**What the task asks**
Word for word, restate the lines from the start of the data below through the line containing "column 7, row 356".

Excerpts from a dataset
_____

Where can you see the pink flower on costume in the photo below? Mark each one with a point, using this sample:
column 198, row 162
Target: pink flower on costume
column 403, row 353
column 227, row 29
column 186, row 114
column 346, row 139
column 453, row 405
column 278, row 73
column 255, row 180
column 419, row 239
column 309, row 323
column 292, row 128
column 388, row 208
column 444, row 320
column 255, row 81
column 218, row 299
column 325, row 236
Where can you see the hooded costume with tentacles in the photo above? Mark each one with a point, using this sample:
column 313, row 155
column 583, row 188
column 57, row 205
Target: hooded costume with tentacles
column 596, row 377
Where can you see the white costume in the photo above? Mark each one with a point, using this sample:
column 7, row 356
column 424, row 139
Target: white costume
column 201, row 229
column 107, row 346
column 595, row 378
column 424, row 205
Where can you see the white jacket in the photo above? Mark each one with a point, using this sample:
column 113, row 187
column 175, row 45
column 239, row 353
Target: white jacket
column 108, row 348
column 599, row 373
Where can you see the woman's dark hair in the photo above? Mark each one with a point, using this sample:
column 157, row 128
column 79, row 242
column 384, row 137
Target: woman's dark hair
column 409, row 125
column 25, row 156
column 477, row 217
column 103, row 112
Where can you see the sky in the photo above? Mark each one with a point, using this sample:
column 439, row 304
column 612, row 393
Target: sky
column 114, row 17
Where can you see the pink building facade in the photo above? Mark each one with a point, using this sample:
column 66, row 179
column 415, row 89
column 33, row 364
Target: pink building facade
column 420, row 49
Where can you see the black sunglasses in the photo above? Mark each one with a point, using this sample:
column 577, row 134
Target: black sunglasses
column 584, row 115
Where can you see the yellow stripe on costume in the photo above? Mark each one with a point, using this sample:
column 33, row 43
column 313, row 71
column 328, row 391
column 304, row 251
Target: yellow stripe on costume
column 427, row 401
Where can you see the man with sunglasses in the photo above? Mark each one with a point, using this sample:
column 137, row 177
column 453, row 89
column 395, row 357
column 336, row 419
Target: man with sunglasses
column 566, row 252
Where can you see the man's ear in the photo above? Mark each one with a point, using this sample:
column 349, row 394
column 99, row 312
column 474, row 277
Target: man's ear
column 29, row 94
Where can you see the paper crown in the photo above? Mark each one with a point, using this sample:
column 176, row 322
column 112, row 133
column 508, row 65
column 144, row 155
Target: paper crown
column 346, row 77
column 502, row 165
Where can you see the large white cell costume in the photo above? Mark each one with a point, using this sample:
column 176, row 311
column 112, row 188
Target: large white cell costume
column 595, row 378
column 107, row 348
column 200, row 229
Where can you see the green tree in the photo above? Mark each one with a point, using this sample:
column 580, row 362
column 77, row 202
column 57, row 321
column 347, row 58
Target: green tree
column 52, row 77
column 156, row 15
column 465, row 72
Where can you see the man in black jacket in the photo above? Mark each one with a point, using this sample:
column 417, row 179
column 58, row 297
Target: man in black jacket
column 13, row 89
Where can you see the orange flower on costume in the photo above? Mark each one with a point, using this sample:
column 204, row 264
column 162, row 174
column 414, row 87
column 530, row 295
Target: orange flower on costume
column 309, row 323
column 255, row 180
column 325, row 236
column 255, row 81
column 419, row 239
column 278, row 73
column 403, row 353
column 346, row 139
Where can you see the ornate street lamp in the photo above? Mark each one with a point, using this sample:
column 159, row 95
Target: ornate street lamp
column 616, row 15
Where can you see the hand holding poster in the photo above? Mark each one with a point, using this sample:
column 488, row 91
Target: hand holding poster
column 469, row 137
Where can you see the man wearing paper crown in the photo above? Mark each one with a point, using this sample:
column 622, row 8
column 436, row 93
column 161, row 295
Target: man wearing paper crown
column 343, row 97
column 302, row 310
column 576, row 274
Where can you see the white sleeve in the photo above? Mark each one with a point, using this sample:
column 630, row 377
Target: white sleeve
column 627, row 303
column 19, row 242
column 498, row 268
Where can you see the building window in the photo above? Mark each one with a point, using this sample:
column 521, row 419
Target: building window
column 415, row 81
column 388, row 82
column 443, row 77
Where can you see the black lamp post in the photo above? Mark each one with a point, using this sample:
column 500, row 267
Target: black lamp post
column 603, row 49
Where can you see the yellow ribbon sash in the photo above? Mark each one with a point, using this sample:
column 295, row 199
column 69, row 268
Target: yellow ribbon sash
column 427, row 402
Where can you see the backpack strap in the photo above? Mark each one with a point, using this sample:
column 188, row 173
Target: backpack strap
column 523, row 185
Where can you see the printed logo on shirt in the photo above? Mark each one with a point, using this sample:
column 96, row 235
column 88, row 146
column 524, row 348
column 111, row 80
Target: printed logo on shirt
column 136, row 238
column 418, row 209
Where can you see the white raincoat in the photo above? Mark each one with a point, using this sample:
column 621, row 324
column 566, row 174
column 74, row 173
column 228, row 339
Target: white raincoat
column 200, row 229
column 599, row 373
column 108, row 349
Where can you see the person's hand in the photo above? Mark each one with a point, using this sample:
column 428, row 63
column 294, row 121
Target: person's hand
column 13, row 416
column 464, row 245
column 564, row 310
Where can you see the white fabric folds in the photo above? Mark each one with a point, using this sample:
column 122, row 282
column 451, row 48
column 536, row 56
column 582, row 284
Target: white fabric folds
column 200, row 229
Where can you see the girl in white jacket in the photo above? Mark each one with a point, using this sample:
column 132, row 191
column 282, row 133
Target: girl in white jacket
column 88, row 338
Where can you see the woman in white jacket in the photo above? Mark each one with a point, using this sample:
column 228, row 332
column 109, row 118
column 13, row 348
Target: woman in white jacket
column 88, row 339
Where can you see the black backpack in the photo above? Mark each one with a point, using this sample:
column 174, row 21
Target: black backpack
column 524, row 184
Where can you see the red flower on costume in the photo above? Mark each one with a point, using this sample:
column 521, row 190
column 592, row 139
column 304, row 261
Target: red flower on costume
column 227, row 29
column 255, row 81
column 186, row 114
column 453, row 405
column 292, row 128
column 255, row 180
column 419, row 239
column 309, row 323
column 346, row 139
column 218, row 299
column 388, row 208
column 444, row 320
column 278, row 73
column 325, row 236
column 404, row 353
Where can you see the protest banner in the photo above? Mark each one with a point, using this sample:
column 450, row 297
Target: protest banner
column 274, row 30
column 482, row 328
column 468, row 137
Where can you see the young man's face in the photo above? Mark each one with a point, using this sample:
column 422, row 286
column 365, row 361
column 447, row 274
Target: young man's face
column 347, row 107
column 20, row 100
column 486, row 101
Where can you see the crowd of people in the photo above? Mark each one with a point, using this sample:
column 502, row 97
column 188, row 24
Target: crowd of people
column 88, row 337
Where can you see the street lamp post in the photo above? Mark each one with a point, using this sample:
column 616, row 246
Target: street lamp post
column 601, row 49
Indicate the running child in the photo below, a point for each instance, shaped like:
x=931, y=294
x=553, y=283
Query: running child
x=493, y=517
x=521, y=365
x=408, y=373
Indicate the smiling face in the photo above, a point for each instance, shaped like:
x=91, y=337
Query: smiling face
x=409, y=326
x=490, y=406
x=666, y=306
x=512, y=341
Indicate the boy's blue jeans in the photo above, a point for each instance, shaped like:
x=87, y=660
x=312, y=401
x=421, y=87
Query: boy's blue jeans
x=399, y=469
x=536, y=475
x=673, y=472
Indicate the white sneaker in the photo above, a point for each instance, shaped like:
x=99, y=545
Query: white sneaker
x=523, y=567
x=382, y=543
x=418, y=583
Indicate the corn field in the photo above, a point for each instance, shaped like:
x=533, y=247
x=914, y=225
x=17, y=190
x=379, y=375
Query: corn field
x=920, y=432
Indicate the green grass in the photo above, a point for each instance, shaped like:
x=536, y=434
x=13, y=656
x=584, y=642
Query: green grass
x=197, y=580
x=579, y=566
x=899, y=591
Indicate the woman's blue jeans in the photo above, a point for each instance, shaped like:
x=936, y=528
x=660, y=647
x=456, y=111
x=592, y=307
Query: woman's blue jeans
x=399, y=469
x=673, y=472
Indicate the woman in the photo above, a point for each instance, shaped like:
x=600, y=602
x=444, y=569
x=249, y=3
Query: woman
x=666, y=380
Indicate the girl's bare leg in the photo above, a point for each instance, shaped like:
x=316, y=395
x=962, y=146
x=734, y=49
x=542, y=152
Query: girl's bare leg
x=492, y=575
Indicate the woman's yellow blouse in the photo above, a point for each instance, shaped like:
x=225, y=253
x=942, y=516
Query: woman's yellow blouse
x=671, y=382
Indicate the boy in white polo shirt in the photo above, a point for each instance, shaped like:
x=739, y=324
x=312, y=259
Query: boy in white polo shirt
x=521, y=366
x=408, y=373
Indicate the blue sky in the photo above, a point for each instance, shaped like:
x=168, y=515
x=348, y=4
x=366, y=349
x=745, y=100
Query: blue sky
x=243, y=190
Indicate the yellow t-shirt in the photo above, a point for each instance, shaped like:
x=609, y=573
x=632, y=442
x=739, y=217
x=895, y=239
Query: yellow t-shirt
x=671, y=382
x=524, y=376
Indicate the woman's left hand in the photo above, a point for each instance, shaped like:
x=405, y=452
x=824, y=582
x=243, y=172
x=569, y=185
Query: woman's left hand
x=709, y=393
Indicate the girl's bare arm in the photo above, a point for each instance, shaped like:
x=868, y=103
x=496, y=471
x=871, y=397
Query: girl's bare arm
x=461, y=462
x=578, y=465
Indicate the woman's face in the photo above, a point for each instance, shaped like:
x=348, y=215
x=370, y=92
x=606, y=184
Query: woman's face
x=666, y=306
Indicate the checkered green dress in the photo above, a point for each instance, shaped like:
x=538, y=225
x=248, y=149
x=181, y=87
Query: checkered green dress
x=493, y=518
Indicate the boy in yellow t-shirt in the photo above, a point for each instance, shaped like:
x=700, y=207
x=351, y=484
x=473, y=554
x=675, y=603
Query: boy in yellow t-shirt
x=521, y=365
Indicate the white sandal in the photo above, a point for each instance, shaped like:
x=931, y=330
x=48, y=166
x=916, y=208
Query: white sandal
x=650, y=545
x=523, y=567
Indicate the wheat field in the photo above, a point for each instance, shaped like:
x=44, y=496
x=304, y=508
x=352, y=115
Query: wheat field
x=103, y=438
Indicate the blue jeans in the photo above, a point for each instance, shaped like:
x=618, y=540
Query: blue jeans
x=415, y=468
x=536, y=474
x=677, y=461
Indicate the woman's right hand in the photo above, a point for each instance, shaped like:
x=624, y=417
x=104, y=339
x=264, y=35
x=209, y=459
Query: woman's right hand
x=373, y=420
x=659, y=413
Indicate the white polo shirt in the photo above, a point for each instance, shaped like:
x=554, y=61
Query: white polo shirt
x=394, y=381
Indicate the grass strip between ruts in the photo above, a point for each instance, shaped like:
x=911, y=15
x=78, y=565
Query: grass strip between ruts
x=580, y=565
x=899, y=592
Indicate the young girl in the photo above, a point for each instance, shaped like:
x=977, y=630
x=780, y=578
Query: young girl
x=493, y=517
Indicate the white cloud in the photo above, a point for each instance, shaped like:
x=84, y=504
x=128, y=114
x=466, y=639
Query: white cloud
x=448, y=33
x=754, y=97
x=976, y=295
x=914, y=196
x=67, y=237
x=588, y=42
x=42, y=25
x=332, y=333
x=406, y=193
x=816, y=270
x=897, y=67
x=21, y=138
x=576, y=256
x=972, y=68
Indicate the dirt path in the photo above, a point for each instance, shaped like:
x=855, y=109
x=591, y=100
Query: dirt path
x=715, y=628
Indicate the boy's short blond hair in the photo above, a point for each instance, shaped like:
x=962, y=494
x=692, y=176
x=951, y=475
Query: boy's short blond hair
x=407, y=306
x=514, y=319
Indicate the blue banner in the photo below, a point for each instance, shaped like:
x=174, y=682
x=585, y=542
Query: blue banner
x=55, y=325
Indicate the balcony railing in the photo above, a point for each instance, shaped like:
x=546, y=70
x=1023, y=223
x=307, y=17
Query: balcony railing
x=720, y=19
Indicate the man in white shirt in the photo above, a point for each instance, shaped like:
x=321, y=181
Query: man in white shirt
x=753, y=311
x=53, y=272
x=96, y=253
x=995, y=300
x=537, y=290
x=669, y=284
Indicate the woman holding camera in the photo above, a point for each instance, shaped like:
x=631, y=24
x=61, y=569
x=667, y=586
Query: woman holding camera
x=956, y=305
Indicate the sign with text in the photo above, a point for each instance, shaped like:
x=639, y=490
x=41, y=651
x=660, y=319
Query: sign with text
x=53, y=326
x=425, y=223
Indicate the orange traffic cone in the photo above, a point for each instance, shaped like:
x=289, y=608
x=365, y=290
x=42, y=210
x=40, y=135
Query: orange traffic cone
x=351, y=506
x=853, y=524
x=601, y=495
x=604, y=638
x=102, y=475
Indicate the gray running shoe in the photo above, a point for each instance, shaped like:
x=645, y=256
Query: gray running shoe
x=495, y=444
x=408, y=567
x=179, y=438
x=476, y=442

_____

**Reply**
Where can you see the pink flower on costume in the photo below? Mark each one with a point, using this sample:
column 198, row 162
Target: pink flower on costume
column 403, row 353
column 227, row 29
column 186, row 114
column 346, row 139
column 453, row 405
column 278, row 73
column 255, row 180
column 419, row 239
column 309, row 323
column 292, row 128
column 388, row 208
column 444, row 320
column 255, row 81
column 218, row 299
column 325, row 236
Where can you see the hooded costume with tentacles in the photo above? Mark each one with a point, using this sample:
column 313, row 155
column 583, row 188
column 57, row 205
Target: hooded costume with tentacles
column 596, row 377
Where can you see the white costume in the photo above? Mark each one with a point, using this sample:
column 7, row 356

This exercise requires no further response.